▶ **Problem 1**
Decide whether each statement below agrees with the advice passage, answering yes or no and quoting the exact words of the passage that settle it. (a) Talking therapy can be had on the National Health Service in the UK. (b) The fiancé is professionally qualified to be a therapist. (c) Therapy cannot be had at all where the reader lives.
▶ **Problem 2**
Carry on the advice passage, starting after its last sentence.

(Reading passage Opens)

I think, in his own way, your fiancé is basically trying to get the message across that he is not professionally qualified and therefore can't become your therapist for the rest of your life.
I guess that, if he had any childhood problems that he desperately wanted to share with you, he now can't do that because they'd be puny in comparison with the litany of horrible things you went through. So he just has to bottle all his troubles up and his coping mechanism is to try to get you to detach yourself from old traumas or at least stop bringing it up in conversation. (Your close friends might have the same problem getting their problems to measure up!)
If you were in the UK, you'd be able to get talking therapy on the National Health Service (NHS). It appears you have the misfortune to be living in a country that hates publicly-funded healthcare with a passion. Therapy is there but at a price - presumably beyond your means?

(Reading passage Closes)
(Source information Opens)

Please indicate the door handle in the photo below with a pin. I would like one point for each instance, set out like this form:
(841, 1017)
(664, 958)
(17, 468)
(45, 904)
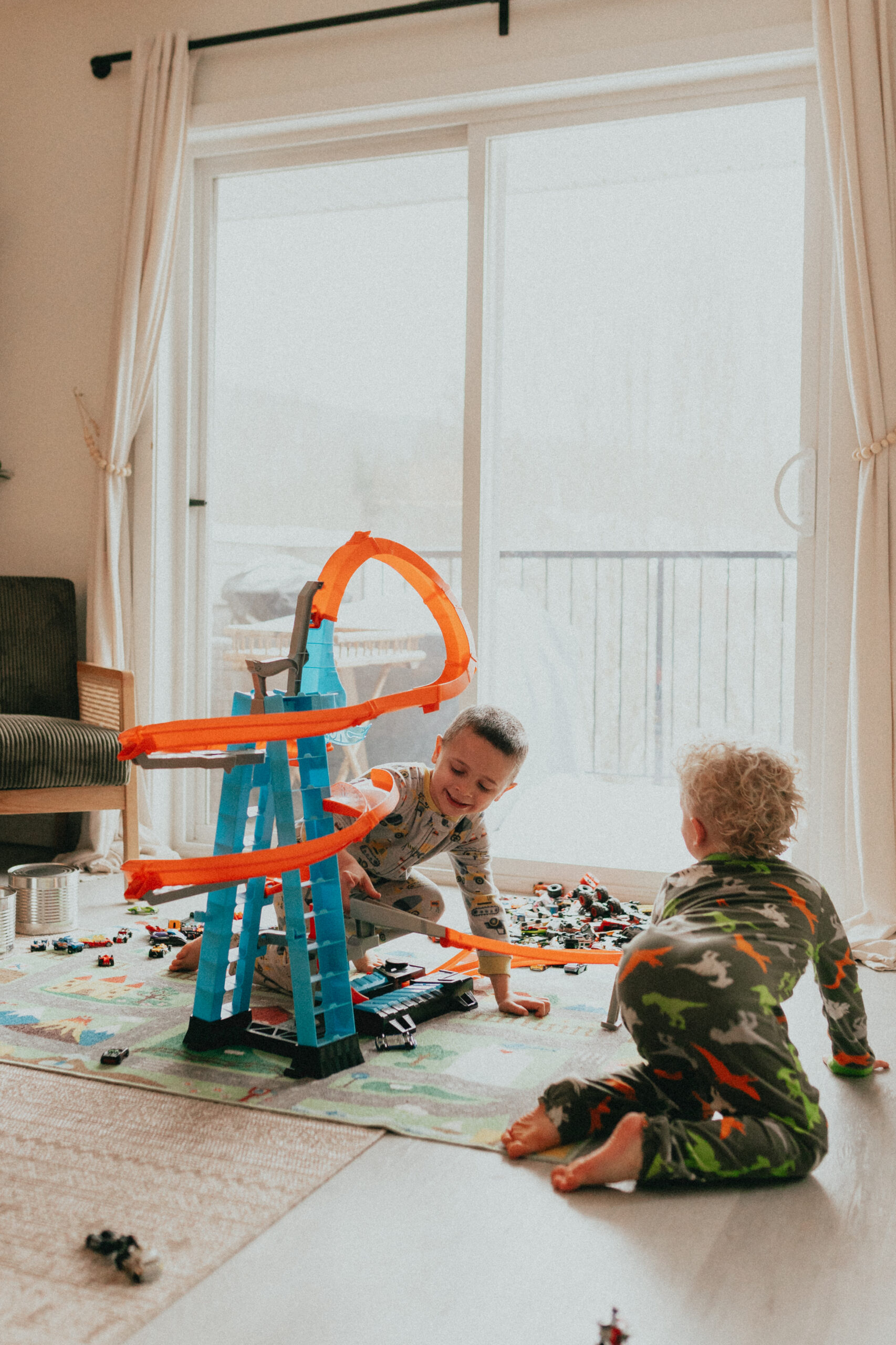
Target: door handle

(Source information Closes)

▶ **Reply 1**
(a) Yes: "If you were in the UK, you'd be able to get talking therapy on the National Health Service (NHS)."
(b) No: "he is not professionally qualified and therefore can't become your therapist for the rest of your life."
(c) No: "Therapy is there but at a price"

▶ **Reply 2**
Is it one of the treatments specifically excluded from your health insurance plan? If problems stem from childhood but you start a health plan in your late teens/early 20s, do they weasel out of cover by counting it as a pre-existing condition?
However much your parents could have done with treatment for their problems before they raised kids, presumably they had the same problem of not being able to afford proper treatment or health plan restrictions. That's America for you.
So, your fiancé is wrong, in the sense that you really do need to get those traumas treated so that you can cope and move on with your life but he is right in the sense of that particular solution being as out of reach as a luxury car and that the only alternative is that you 'get over it', of your own accord.